*GOAL*.
Copy the point placement records below word for word, with every line unchanged.

Point placement records
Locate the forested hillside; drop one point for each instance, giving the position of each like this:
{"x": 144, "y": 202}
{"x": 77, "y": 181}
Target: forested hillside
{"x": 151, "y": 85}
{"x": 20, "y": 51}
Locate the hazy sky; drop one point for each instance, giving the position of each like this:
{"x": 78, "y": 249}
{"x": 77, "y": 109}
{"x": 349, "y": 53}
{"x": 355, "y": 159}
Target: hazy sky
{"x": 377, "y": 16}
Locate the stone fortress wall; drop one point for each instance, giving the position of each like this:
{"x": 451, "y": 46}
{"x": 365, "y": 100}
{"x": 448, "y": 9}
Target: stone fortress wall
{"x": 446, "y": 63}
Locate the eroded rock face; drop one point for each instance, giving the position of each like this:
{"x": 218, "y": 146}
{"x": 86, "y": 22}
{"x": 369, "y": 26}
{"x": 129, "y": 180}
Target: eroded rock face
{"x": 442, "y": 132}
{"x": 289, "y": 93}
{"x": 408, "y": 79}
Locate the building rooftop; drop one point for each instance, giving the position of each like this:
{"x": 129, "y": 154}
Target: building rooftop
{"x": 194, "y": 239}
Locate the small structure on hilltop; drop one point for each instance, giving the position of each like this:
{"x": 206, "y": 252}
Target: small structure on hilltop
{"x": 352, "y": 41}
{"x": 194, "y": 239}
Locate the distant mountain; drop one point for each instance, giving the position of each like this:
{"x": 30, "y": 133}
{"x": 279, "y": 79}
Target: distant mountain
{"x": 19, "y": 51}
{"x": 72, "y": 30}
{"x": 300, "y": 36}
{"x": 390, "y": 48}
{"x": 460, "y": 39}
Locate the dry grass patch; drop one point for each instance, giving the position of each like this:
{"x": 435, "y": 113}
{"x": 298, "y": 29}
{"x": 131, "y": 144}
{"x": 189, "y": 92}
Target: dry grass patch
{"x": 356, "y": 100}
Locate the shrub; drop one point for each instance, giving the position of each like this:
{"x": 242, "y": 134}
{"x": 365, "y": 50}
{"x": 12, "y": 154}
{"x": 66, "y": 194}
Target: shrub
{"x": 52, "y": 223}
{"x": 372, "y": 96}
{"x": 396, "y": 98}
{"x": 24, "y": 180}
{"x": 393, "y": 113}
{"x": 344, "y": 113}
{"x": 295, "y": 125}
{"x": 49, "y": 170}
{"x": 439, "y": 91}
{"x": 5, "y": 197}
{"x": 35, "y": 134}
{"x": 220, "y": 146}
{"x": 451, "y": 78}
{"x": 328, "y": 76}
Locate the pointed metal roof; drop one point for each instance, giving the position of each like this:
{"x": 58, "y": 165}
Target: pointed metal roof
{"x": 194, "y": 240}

*THE REPLY*.
Locate the forested hillside; drop one point for each instance, giving the position of each like this:
{"x": 144, "y": 202}
{"x": 77, "y": 181}
Target: forested hillside
{"x": 151, "y": 85}
{"x": 20, "y": 51}
Locate the hazy sky; drop one point for each instance, giving the position of each like this:
{"x": 78, "y": 249}
{"x": 77, "y": 109}
{"x": 349, "y": 53}
{"x": 355, "y": 159}
Target: hazy sky
{"x": 377, "y": 16}
Locate the stone fortress wall; drop one point for each instance, giving the position of each like this:
{"x": 451, "y": 46}
{"x": 365, "y": 100}
{"x": 448, "y": 9}
Target: stone fortress wall
{"x": 446, "y": 63}
Locate the eroded rock face; drop one point for each instance, giving the position of each like this:
{"x": 218, "y": 146}
{"x": 86, "y": 22}
{"x": 369, "y": 26}
{"x": 129, "y": 180}
Target: eroded rock face
{"x": 442, "y": 132}
{"x": 289, "y": 93}
{"x": 408, "y": 79}
Locate the building rooftop; drop one point for each instance, giving the position of each like this:
{"x": 129, "y": 154}
Target: building rooftop
{"x": 194, "y": 239}
Locate the small structure on hilltop; drop one point for each instance, giving the position of each like this:
{"x": 206, "y": 252}
Target: small structure on hilltop
{"x": 352, "y": 41}
{"x": 194, "y": 239}
Locate the distant mountain; drop one point for each instance, giving the position of each like this:
{"x": 30, "y": 133}
{"x": 279, "y": 79}
Target: distant mountain
{"x": 19, "y": 51}
{"x": 72, "y": 30}
{"x": 300, "y": 36}
{"x": 390, "y": 48}
{"x": 460, "y": 39}
Locate the dry grass patch; drop one point for each instance, giving the position of each like this:
{"x": 435, "y": 113}
{"x": 298, "y": 29}
{"x": 131, "y": 144}
{"x": 189, "y": 92}
Target: dry grass patch
{"x": 356, "y": 100}
Locate the shrub; drop one point for each instance, giving the position of each like this:
{"x": 242, "y": 134}
{"x": 365, "y": 50}
{"x": 12, "y": 154}
{"x": 66, "y": 194}
Target: shrub
{"x": 52, "y": 223}
{"x": 372, "y": 96}
{"x": 396, "y": 98}
{"x": 24, "y": 180}
{"x": 393, "y": 113}
{"x": 344, "y": 113}
{"x": 295, "y": 125}
{"x": 49, "y": 170}
{"x": 439, "y": 91}
{"x": 5, "y": 197}
{"x": 35, "y": 134}
{"x": 220, "y": 146}
{"x": 451, "y": 78}
{"x": 328, "y": 76}
Locate the pointed metal roof; drop one point for each instance, giving the position of each like this:
{"x": 58, "y": 165}
Target: pointed metal roof
{"x": 194, "y": 240}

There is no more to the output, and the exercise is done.